[Stated task 1]: According to the workshop build post, how large a workshop did the builder decide on?

[Document]:
# Workshop Build



## ody (Sep 30, 2014)

I've recently moved into a house to start family life .. and having a large garden decided to build myself a dedicated workshop.  Being in the UK I'm restricted to building in my back garden, under 30 square meters and off "substantially non-combustible materials" if within 1 meter of a boundary and maximum height of 2.5meters.   So taking the restrictions into account and the size of my back garden I opted for a 4x6meter shop built on a 8inch steel reinforced concrete slab with 7.2newton concrete blocks.  I'll have a few windows and a steel door and 2meter wide roller shutter.  My budget was £5 but I ended up spending £1.5k on various additions I'd like for the shop.  I'm doing all the work myself and so far the costs have roughly:


£700 - 500 Blocks, 12bags of cement, 2 ton bags MOT, Damp proof sheet. 6sheets of A142.
£50   - shuttering for slab
£700 - ~7.5cubic meters of C35 concrete with fibers
£100 - cement mixer

So this is the bit of land .. I started by clearing all the shrubbery and mountains of cat sh*t.




It took about a month of on and off digging in the evenings / weekends but I finally go down to some stable soil.  What worked for me was to take a layer of 2-3inches away at a time. I don't know what it was about this bit of land but it seemed to attract all the neighborhood cats that treated it as a giant litter box .. so most digging sessions started with me filling a wheel barrow full of cat treats before getting to the real work.




I managed to scrape together enough rubble from my front garden and my nextdoor neighbor who was having an extension put on .. they must love having a neighbor that rummages around in their skip.




Got the 2tons of MOT on .. luckily the neighbors had a ton left over as well and even then I could have done with more.  Oh well I'll just have to have a thicker layer of concrete.  At this point the rubbel and MOT is only 2-3inches thick at best.  Everything was well packed down with a whacker plate .. don't forget this bit!




Got the shuttering in place .. didn't take much effort as I only needed to put it up on two sides as I want the concrete to be level with the drive.




As I didn't bother with putting sand on top of the MOT I used some weed control fabric to stop the MOT puncturing the damp proof membrane.




On top of the weed control fabric I added a damp proof membrane.. it came on a roll 4meters by 30meters .. the slab was about 4.5meters so had to overlap two pieces and stick together with gaffer tape.  I also added 6sheets of A142 reinforcing steel mesh on top of some bricks I reclaimed from a seller on ebay.  He said he only had 100 and the buyer was to collect ALL of them .. by the time I was finished going back and forth I had 200 .. I'll make a BBQ out of the rest.




Concrete was poured nice and early on a Saturday morning .. very hard work and you've got to keep moving and tapping it down as you go.  Don't be afraid to get into the concrete to move it about and use a vibrating poker to help get the air bubbles out .. I also got an easy trowel but wish I'd just got on the concrete and hand trowled it as the finish was terrible (my lack of experience).  Also I ended up using the entire truck load of concrete and had to spread the high spots about to finish the fill .. got very lucky.

[Stated task 2]: Show every line of the entries below that contains the word "wall", copying each such line in full. Case counts.

[Provided information]:
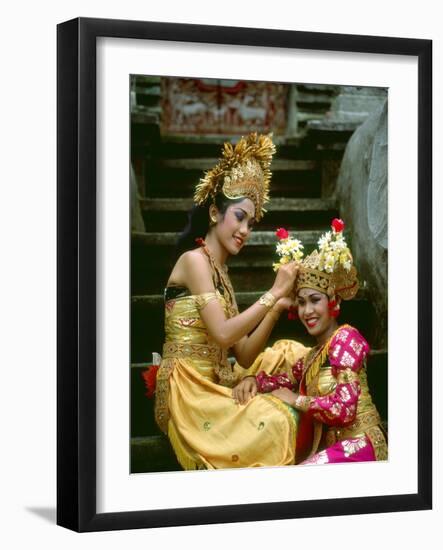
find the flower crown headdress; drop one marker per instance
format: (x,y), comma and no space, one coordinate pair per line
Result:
(243,171)
(329,269)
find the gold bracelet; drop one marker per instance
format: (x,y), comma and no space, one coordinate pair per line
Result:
(267,300)
(302,402)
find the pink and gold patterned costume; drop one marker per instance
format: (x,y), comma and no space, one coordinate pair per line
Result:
(194,404)
(339,423)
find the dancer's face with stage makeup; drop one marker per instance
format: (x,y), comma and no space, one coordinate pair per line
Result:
(314,313)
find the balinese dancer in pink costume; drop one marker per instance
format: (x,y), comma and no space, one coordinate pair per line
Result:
(328,386)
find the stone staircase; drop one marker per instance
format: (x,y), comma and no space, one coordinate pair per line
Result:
(304,173)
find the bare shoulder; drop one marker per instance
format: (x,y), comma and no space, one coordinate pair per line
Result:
(193,271)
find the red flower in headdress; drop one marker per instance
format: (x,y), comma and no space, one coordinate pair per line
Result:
(338,225)
(282,233)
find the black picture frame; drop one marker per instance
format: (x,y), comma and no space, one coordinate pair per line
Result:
(76,277)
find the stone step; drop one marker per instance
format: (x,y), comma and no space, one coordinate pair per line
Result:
(142,408)
(152,454)
(208,163)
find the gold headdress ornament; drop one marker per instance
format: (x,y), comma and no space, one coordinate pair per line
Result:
(243,171)
(329,269)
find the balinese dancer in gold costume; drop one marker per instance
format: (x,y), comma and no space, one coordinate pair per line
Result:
(194,405)
(328,386)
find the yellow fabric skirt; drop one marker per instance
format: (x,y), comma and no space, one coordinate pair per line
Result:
(208,430)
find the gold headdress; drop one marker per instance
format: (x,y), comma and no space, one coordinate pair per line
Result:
(329,269)
(243,171)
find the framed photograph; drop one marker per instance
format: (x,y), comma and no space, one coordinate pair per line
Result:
(144,111)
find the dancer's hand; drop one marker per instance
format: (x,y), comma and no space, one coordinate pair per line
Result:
(285,280)
(245,390)
(286,395)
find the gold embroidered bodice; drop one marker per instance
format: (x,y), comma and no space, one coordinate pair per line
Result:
(187,336)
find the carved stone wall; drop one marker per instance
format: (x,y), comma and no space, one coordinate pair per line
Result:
(362,195)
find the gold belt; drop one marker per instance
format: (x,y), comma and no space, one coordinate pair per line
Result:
(194,351)
(361,425)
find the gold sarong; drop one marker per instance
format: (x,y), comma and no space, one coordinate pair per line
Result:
(194,403)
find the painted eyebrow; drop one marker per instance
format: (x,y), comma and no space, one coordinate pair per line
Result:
(247,213)
(309,295)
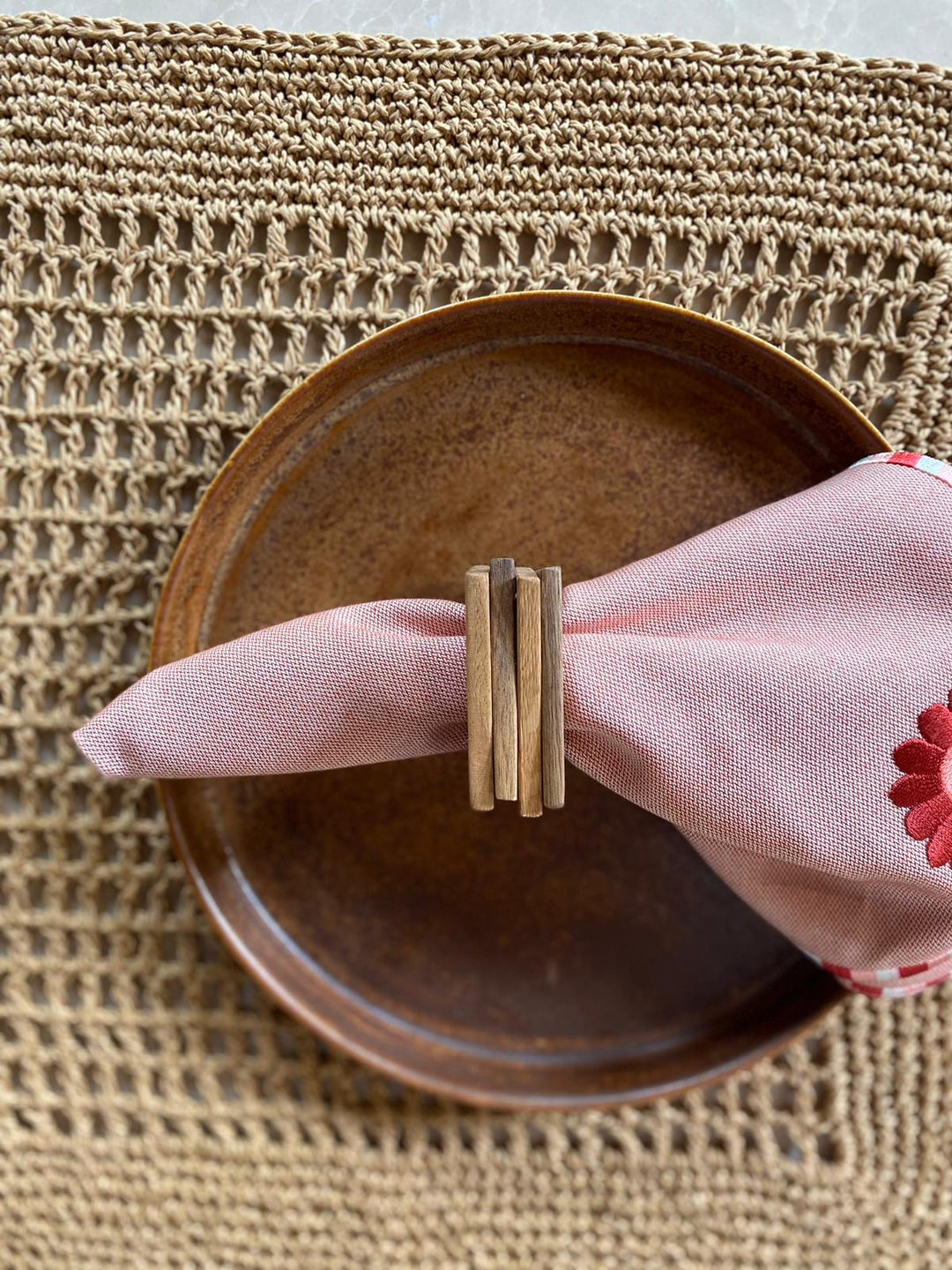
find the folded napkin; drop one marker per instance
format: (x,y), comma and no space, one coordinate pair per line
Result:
(777,687)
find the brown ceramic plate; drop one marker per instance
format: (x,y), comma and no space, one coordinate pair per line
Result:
(585,958)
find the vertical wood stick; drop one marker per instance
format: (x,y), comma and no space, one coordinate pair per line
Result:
(479,689)
(528,643)
(502,609)
(553,690)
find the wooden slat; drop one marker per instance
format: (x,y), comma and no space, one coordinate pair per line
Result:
(553,690)
(505,743)
(528,643)
(479,689)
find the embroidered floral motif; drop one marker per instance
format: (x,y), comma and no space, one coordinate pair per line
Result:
(926,787)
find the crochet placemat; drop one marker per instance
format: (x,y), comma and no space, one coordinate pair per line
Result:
(193,219)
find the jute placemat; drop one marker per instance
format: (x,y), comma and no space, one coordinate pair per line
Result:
(190,221)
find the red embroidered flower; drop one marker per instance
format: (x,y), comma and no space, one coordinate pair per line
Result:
(926,787)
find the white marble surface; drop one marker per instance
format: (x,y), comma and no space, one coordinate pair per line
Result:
(917,29)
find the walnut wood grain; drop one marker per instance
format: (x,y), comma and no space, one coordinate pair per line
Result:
(479,690)
(528,644)
(553,689)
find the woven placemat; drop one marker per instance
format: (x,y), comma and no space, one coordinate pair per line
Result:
(193,219)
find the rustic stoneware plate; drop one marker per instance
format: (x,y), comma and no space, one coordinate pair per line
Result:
(585,958)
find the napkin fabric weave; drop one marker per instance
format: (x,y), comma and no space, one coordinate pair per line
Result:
(753,684)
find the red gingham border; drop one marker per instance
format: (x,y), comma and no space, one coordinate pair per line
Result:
(920,462)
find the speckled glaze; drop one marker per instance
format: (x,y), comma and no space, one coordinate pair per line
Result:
(585,958)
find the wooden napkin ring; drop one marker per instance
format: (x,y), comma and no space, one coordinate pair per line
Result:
(516,715)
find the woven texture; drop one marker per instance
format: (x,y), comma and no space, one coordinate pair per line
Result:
(192,220)
(750,686)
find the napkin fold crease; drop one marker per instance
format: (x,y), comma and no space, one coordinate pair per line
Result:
(777,687)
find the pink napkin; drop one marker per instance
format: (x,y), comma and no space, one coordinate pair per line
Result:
(777,687)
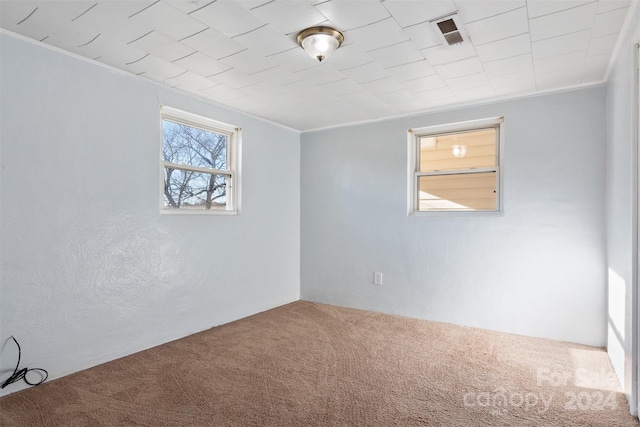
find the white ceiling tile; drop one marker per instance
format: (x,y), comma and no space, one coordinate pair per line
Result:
(349,56)
(295,59)
(191,81)
(556,80)
(609,22)
(397,97)
(516,90)
(538,8)
(563,63)
(162,46)
(459,69)
(67,10)
(248,61)
(154,68)
(561,45)
(412,71)
(423,35)
(408,13)
(440,55)
(68,35)
(202,64)
(424,83)
(263,90)
(602,45)
(386,85)
(498,27)
(475,93)
(474,10)
(505,48)
(227,17)
(366,73)
(381,34)
(187,6)
(522,78)
(399,54)
(276,76)
(430,96)
(300,88)
(213,44)
(468,82)
(222,93)
(235,79)
(378,108)
(26,18)
(514,64)
(105,20)
(360,98)
(112,53)
(266,39)
(168,21)
(608,5)
(289,16)
(594,68)
(322,73)
(341,87)
(123,9)
(565,22)
(108,51)
(348,15)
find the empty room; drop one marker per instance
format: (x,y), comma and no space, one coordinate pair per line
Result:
(319,213)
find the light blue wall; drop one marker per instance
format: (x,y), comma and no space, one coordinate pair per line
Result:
(89,269)
(621,148)
(537,269)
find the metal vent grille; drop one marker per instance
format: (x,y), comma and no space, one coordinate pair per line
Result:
(449,29)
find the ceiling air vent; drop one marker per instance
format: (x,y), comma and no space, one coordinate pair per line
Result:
(449,29)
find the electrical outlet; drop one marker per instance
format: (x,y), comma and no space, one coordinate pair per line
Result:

[Correct result 1]: A 4x6 meter shop.

[Correct result 2]:
find the carved stone wall; drop one marker per instance
find the light blue wall; drop one marker per instance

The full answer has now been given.